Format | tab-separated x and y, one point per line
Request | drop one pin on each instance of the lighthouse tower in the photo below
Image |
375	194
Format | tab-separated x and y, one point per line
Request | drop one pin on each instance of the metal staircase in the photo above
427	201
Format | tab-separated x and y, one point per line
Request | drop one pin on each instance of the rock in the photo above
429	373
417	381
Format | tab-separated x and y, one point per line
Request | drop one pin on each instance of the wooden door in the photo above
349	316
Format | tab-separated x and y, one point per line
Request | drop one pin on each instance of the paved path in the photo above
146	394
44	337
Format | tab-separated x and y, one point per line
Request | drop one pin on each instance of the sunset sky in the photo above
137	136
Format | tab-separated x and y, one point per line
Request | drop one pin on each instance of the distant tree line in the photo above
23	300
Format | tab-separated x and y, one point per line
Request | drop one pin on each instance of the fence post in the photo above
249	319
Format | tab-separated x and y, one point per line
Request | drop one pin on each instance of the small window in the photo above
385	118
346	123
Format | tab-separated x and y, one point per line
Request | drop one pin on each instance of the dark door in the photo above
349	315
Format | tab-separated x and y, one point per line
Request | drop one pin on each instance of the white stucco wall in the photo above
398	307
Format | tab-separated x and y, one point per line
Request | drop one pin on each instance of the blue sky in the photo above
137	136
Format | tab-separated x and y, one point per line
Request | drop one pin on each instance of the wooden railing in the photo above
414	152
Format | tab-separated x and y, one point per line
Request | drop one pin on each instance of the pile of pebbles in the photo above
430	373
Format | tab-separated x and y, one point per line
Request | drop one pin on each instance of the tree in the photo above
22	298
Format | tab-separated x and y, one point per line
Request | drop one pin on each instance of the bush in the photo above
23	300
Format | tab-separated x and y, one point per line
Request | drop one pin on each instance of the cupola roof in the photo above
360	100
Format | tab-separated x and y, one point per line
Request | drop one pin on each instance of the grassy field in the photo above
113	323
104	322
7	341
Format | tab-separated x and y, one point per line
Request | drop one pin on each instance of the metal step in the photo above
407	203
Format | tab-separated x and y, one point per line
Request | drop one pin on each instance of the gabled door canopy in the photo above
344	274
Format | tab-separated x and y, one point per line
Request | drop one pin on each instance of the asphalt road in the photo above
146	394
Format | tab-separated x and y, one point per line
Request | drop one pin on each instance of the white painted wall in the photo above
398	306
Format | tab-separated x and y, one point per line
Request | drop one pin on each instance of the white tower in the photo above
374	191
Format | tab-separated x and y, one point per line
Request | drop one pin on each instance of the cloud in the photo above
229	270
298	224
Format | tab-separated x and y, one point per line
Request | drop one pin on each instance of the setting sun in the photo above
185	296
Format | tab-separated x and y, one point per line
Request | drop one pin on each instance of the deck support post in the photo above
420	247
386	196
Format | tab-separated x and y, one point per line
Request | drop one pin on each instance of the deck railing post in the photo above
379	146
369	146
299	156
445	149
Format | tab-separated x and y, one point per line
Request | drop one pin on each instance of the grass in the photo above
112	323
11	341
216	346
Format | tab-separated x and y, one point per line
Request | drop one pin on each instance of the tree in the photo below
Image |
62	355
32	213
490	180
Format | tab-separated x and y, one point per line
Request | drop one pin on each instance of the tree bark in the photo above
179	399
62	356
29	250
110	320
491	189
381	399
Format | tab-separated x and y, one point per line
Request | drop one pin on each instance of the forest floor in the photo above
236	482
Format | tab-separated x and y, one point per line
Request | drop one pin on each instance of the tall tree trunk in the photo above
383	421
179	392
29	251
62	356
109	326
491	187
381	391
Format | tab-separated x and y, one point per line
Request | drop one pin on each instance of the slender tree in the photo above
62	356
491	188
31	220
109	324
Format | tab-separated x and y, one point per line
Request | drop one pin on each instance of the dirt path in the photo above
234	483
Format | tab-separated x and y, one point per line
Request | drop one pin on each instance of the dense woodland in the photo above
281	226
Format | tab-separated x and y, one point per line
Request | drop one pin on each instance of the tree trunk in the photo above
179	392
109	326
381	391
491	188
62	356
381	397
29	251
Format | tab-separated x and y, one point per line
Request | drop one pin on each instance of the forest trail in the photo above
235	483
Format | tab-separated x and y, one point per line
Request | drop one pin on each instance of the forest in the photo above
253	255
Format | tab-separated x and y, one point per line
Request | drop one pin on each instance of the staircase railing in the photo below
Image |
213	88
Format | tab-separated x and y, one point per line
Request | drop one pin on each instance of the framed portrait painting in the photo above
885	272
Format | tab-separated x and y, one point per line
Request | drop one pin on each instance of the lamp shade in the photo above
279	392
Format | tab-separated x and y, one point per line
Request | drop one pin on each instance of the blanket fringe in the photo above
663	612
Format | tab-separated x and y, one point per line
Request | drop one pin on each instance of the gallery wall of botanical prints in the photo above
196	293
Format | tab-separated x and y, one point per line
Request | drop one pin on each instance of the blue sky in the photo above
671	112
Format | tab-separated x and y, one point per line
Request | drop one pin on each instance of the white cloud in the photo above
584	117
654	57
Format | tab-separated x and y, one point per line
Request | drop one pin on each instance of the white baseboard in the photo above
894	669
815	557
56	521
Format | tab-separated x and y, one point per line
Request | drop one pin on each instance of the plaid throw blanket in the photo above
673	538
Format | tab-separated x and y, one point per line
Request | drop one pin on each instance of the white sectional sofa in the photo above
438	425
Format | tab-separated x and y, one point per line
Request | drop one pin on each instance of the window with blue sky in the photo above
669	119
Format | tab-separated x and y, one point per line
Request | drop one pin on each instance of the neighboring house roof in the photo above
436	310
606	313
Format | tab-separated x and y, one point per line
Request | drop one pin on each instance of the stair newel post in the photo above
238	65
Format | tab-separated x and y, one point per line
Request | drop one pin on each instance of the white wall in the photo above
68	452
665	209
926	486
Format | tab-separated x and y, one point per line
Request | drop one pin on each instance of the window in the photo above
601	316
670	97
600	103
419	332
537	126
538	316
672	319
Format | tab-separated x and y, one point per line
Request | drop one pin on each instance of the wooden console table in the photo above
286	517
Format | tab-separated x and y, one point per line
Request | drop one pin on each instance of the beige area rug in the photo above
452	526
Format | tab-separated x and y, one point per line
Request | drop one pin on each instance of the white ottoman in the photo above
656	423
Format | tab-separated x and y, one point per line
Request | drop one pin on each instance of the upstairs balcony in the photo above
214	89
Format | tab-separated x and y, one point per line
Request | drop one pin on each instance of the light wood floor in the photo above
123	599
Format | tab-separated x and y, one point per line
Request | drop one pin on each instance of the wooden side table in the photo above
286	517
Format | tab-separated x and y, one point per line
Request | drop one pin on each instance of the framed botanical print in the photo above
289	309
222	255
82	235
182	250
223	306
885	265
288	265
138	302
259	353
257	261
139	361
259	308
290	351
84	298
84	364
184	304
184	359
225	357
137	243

--

* _Exercise goal_:
Every entry in the listing must be retyped exactly.

* _Task response_:
Format | tab-separated x and y, one point per line
Request | drop one pin on each instance of the lighthouse tower in the photo below
Image |
375	194
Format | tab-separated x and y, one point per line
Request | drop one pin on each instance of the metal staircase in the photo above
427	201
Format | tab-separated x and y, one point per line
Request | drop one pin on each instance of the rock in the photo above
429	373
417	381
Format | tab-separated x and y, one point per line
Request | drop one pin on each instance of the wooden door in the photo above
349	316
Format | tab-separated x and y, one point per line
Request | drop one pin on each instance of the paved path in the photo above
146	394
44	337
Format | tab-separated x and y, one point per line
Request | drop one pin on each instance of the sunset sky in the photo above
137	136
Format | tab-separated x and y, one point per line
Request | drop one pin on each instance of the distant tree line in the photo above
23	300
Format | tab-separated x and y, one point per line
Request | drop one pin on each instance of the fence post in the photo above
249	319
Format | tab-separated x and y, one point per line
Request | drop one pin on each instance of the small window in the photo above
385	118
346	123
Format | tab-separated x and y, one point per line
Request | drop one pin on each instance of the dark door in the photo above
349	315
Format | tab-separated x and y, one point per line
Request | drop one pin on each instance of the white stucco wall in the photo above
398	307
Format | tab-separated x and y, one point per line
Request | drop one pin on each instance of the blue sky in the photo above
137	136
Format | tab-separated x and y, one point per line
Request | drop one pin on each instance of the wooden railing in the photo above
414	152
Format | tab-separated x and y, one point per line
Request | drop one pin on each instance of the pile of pebbles in the photo above
430	373
Format | tab-separated x and y, one point per line
Request | drop one pin on each instance of the tree in the photo above
22	298
Format | tab-separated x and y, one point per line
Request | drop one pin on each instance of the bush in the photo above
23	300
Format | tab-separated x and y, one point per line
Request | drop one pin on each instance of the cupola roof in the photo above
360	100
Format | tab-separated x and y, one point per line
Request | drop one pin on each instance of the grassy field in the photo above
113	323
104	322
7	341
Format | tab-separated x and y, one point per line
Request | drop one pin on each instance of the metal step in the photo above
407	203
Format | tab-separated x and y, one point per line
Request | drop one pin on each instance of the gabled door canopy in the photo above
344	274
Format | tab-separated x and y, one point per line
Request | drop one pin on each instance of the asphalt road in the photo above
146	394
Format | tab-separated x and y, one point per line
Request | drop one pin on each instance of the white painted wall in the photo above
398	306
Format | tab-separated x and y, one point per line
Request | drop one pin on each instance of the white tower in the photo above
374	191
Format | tab-separated x and y, one point per line
Request | drop one pin on each instance of the cloud in the photo above
229	270
298	224
Format | tab-separated x and y, one point per line
Request | drop one pin on each instance of the setting sun in the photo above
185	296
Format | tab-separated x and y, one point per line
Request | drop one pin on each instance of the deck support post in the photo above
420	247
386	196
Format | tab-separated x and y, one point per line
Request | drop one pin on each instance of the deck railing post in the photo above
379	146
369	146
299	156
445	149
Format | tab-separated x and y, one point per line
Request | drop one pin on each instance of the grass in the photo above
112	323
11	341
216	346
Format | tab-separated x and y, one point per line
Request | drop one pin on each instance of the tree in the photo below
Image |
62	355
32	213
490	180
Format | tab-separated x and y, one point per line
Request | drop one pin on each instance of the tree bark in the photo above
179	399
62	356
29	250
110	320
491	189
381	399
Format | tab-separated x and y, one point per line
Request | drop one pin on each instance of the forest floor in the photo above
236	482
Format | tab-separated x and y, one point per line
Request | drop one pin on each instance of the tall tree trunk in the photo above
383	421
179	392
29	251
62	356
109	326
491	187
381	391
Format | tab-separated x and y, one point per line
Request | drop one pin on each instance of the slender tree in the photo above
62	356
491	188
31	220
109	324
Format | tab-separated x and y, one point per line
Request | drop one pin on each instance of the dirt path in the photo above
234	483
Format | tab-separated x and y, one point per line
Request | drop one pin on each instance of the dense woodland in the photo above
281	226
Format | tab-separated x and y, one point per line
Request | drop one pin on each instance of the tree trunk in the photo above
179	392
109	326
381	391
491	188
62	356
381	397
29	251
Format | tab-separated x and y, one point per line
Request | drop one pin on each instance of the forest trail in the photo above
235	483
Format | tab-separated x and y, one point per line
Request | drop one pin on each instance of the forest in the photo above
253	255
Format | tab-separated x and y, one point per line
Request | drop one pin on each instance of the staircase railing in the photo below
Image |
213	88
Format | tab-separated x and y, one point per line
Request | drop one pin on each instance of the framed portrait painting in the photo above
885	272
Format | tab-separated x and y, one point per line
Request | drop one pin on each instance of the lamp shade in the photo above
279	392
Format | tab-separated x and y, one point per line
Request | drop one pin on each instance of the blanket fringe in the photo above
663	612
Format | tab-separated x and y, one point per line
Request | drop one pin on each instance of the gallery wall of botanical prints in the photo above
196	293
Format | tab-separated x and y, one point per line
Request | drop one pin on each instance of the blue sky in the photo above
671	112
Format | tab-separated x and y, one point per line
Request | drop one pin on each instance of the white cloud in the photo above
584	117
654	57
Format | tab-separated x and y, one point per line
Request | drop one pin on each instance of the white baseboard in the photo above
894	669
815	557
56	521
Format | tab-separated x and y, one point per line
Request | drop one pin on each instance of the plaid throw blanket in the photo above
673	538
Format | tab-separated x and y, one point per line
Request | drop one pin on each instance of the white sectional sofa in the photo above
438	425
Format | tab-separated x and y, one point per line
Request | drop one pin on each instance of the window with blue sky in the photo above
669	119
Format | tab-separated x and y, one point per line
Request | drop one pin on each instance of the neighboring house roof in the photo above
436	310
606	313
Format | tab-separated x and y, one point per line
Request | drop one pin on each instance of the stair newel post in the photo above
238	65
Format | tab-separated x and y, one point per line
Request | drop one pin on each instance of the white wall in the photo above
68	452
665	209
926	486
Format | tab-separated x and y, one point per line
Request | drop one pin on each instance of the window in the photo above
601	316
670	97
600	103
419	332
537	126
538	316
672	319
Format | tab-separated x and y, one point per line
Request | drop one pin on each instance of the wooden console table in the photo above
286	517
Format | tab-separated x and y, one point per line
Request | drop one pin on each instance of the beige area rug in the photo above
452	526
Format | tab-separated x and y, one point per line
Request | drop one pin on each instance of the white ottoman in the photo above
656	423
Format | tab-separated x and y, one point per line
Request | drop one pin on each instance of the upstairs balcony in the photo above
214	89
Format | tab-separated x and y, one point per line
Request | drop one pin on each instance of the light wood floor in the photo above
123	599
Format | tab-separated x and y, one point per line
Request | drop one pin on each instance of the wooden side table in the photo above
286	517
Format | tab-separated x and y, one point per line
Request | drop one pin on each instance of the framed botanical print in the photo above
289	309
222	255
82	235
182	250
223	306
885	265
288	265
138	302
259	353
257	261
139	361
259	308
290	351
84	298
84	364
184	304
184	359
225	357
137	243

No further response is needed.